## SUPPLIED PASSAGE
Nifty likely to reclaim record high by March, says ICICI Securities

India’s NSE Nifty50 Index is expected to reclaim its all-time high of around 12,400 by March as the V-shaped rally in stocks is likely to continue, according to the nation’s largest listed brokerage.

“We do not foresee any major shift in the current directional positive bias,” analysts at ICICI Securities, led by Dharmesh Shah, wrote in a note to clients. “Any correction should be used as an incremental opportunity to construct a portfolio of quality stocks.”

The benchmark index has bou­nced more than 50 per cent from its March low, but is still about 7 per cent below its January record close. The gauge’s 50-day moving average has risen above its 200-day moving average, forming a golden cross pattern — a bullish indicator for some investors.

The brokerage’s view is based on factors, including historical data showing the Nifty completely retracing declines of over 25 per cent within one year, 3x over the past 12 years. ICICI Securities also cited increased correlation between the Nifty and developed market indices like the S&P 500 Index, which is trading at an all-time high.

[Photo-based referring expression lines]
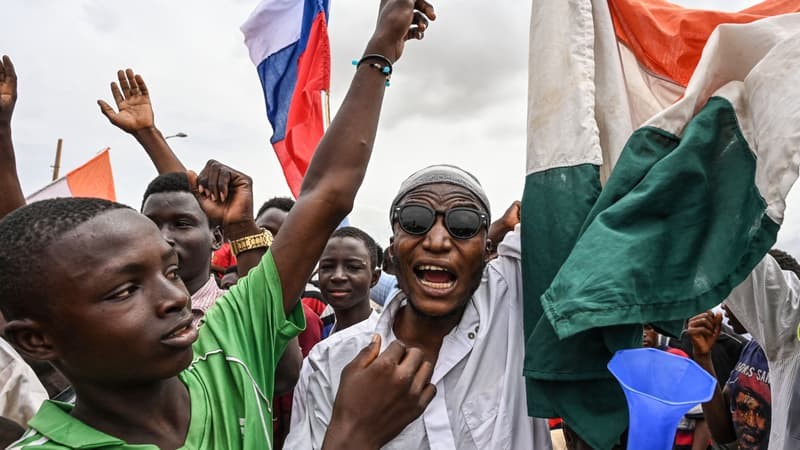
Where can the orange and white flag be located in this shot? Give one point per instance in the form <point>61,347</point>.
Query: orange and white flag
<point>93,179</point>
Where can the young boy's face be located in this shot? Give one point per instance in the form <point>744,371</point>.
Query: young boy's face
<point>346,273</point>
<point>184,225</point>
<point>438,272</point>
<point>119,312</point>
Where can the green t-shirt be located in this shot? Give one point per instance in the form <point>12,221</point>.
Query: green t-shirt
<point>230,380</point>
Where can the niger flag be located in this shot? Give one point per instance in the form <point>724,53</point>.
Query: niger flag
<point>93,179</point>
<point>662,143</point>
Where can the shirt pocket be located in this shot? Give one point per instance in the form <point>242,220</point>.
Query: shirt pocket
<point>480,415</point>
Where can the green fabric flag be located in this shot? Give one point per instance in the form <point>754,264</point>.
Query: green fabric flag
<point>645,201</point>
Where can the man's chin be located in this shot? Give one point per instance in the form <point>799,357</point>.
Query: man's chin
<point>437,308</point>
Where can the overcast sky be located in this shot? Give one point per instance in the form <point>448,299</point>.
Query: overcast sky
<point>459,96</point>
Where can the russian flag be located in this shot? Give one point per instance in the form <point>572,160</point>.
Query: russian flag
<point>93,179</point>
<point>288,42</point>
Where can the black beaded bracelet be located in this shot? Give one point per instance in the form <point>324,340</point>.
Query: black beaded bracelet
<point>385,68</point>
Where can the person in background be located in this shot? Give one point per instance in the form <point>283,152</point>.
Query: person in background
<point>693,432</point>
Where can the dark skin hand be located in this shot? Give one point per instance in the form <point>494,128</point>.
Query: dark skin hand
<point>500,227</point>
<point>226,196</point>
<point>704,330</point>
<point>402,378</point>
<point>134,115</point>
<point>340,160</point>
<point>12,197</point>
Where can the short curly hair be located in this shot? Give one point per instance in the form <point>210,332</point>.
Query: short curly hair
<point>361,235</point>
<point>25,236</point>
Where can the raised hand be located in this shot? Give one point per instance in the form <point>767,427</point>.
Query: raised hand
<point>399,21</point>
<point>135,112</point>
<point>225,194</point>
<point>8,90</point>
<point>379,395</point>
<point>704,330</point>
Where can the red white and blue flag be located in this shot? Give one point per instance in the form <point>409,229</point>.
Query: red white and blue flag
<point>288,43</point>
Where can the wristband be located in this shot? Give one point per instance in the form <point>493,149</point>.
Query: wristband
<point>243,244</point>
<point>384,66</point>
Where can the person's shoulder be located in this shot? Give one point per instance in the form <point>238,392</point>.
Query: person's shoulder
<point>343,344</point>
<point>33,440</point>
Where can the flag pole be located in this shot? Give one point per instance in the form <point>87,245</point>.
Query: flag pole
<point>57,164</point>
<point>326,104</point>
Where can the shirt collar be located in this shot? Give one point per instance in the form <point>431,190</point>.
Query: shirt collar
<point>206,296</point>
<point>456,345</point>
<point>53,420</point>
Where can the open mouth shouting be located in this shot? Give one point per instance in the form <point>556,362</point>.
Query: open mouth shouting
<point>435,277</point>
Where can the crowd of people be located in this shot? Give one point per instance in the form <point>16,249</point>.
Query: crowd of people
<point>199,322</point>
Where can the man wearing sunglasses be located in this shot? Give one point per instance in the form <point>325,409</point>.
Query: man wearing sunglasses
<point>463,312</point>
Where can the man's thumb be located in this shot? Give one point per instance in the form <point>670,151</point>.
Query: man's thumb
<point>369,353</point>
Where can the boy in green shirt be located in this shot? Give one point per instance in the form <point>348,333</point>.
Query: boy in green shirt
<point>91,286</point>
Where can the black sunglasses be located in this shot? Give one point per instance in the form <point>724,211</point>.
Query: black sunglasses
<point>461,222</point>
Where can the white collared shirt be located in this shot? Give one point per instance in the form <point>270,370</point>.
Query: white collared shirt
<point>21,392</point>
<point>767,303</point>
<point>480,401</point>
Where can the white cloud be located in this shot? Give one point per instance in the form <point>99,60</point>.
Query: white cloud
<point>459,96</point>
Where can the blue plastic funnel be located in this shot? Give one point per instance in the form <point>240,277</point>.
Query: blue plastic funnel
<point>660,388</point>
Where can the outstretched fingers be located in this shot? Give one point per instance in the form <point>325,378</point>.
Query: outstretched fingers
<point>131,77</point>
<point>142,87</point>
<point>125,87</point>
<point>7,72</point>
<point>425,8</point>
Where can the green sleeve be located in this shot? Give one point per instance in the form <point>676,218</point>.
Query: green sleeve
<point>248,323</point>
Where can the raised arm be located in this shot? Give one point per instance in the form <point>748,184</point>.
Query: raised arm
<point>340,160</point>
<point>135,116</point>
<point>704,330</point>
<point>12,197</point>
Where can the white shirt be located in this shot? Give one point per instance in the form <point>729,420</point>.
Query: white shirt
<point>767,303</point>
<point>300,427</point>
<point>21,392</point>
<point>480,401</point>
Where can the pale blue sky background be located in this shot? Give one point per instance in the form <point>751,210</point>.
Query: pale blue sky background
<point>459,96</point>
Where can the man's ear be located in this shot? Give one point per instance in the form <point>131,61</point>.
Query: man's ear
<point>216,238</point>
<point>30,339</point>
<point>376,275</point>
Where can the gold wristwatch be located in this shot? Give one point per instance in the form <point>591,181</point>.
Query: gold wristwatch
<point>263,239</point>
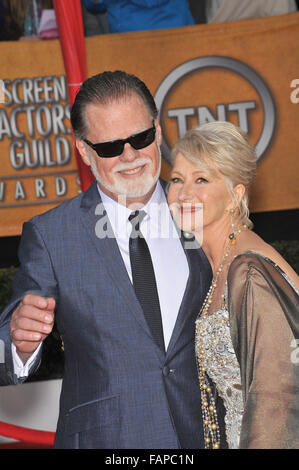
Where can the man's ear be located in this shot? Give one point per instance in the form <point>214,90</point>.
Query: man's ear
<point>81,147</point>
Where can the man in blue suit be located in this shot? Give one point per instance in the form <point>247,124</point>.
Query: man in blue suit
<point>123,387</point>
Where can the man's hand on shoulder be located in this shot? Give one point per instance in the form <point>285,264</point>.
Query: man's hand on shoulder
<point>31,323</point>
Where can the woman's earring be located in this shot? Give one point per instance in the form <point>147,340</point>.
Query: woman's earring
<point>231,213</point>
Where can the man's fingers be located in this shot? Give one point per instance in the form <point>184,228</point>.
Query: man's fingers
<point>25,323</point>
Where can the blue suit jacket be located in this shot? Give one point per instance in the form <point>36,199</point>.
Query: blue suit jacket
<point>119,389</point>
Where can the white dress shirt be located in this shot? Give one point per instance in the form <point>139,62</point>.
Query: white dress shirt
<point>168,257</point>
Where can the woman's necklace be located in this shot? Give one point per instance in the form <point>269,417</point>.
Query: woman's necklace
<point>209,412</point>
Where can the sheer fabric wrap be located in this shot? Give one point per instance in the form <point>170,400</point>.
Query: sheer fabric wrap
<point>264,321</point>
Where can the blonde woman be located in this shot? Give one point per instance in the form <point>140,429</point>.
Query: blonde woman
<point>248,329</point>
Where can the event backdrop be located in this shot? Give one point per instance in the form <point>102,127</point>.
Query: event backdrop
<point>245,72</point>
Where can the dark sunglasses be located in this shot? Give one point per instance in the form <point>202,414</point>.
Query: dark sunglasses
<point>115,148</point>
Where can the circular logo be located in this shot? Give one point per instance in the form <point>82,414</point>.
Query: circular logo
<point>213,62</point>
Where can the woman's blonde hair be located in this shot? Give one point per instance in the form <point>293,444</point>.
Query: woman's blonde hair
<point>229,149</point>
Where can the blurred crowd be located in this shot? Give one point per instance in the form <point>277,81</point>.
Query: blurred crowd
<point>35,19</point>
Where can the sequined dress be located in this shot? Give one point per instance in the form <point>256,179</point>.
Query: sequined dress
<point>222,367</point>
<point>219,360</point>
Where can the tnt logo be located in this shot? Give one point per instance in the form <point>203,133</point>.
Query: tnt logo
<point>215,88</point>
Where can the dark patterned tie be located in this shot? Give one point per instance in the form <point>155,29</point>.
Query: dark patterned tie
<point>144,280</point>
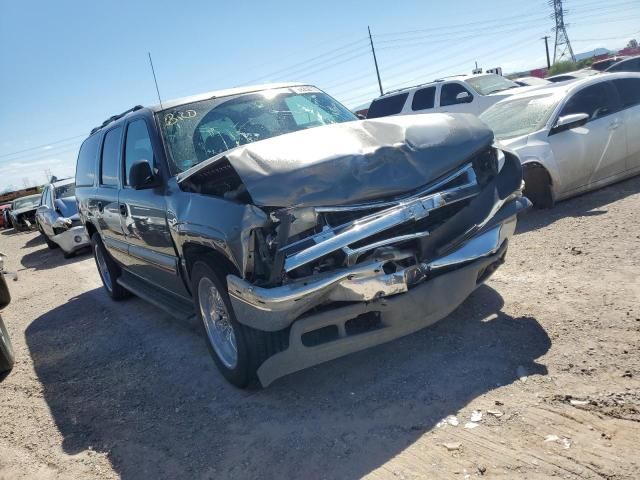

## SET OF TASKS
**1)** Reproduce the article on the Nifty outlook from "The benchmark index" up to and including "for some investors.".
**2)** In the article on the Nifty outlook, who led the ICICI Securities analysts who wrote the note to clients?
**3)** Pick up the article on the Nifty outlook after its last sentence and carry it forward.

## SOLVED TASKS
**1)**
The benchmark index has bou­nced more than 50 per cent from its March low, but is still about 7 per cent below its January record close. The gauge’s 50-day moving average has risen above its 200-day moving average, forming a golden cross pattern — a bullish indicator for some investors.

**2)** Dharmesh Shah

**3)**
Any correction should be used to accumulate more shares, Shah said, who sees support for the Nifty in the “major demand zone” of 10,400-10,600. Bank and consumer stocks now are likely to join the outperformance of software exporters, drugmakers, insurance, auto, and chemical companies, said Shah.

ICICI Securities is even more bullish on smaller stocks. Indices of small- and mid-sized stocks have staged stronger recoveries from the pandemic sell-off than larger peers, which some investors see as a sign of overheating in retail investing. Despite such concerns, Shah argues that nearly 70 per cent of the Nifty 500 index members trading above their 200-day moving averages points to the trend’s durability.

“We expect these indices to relatively outperform benchmarks,” said Shah, adding, “Therefore, investors sho­u­ld utilise every dip to accumulate quality mid-cap companies.”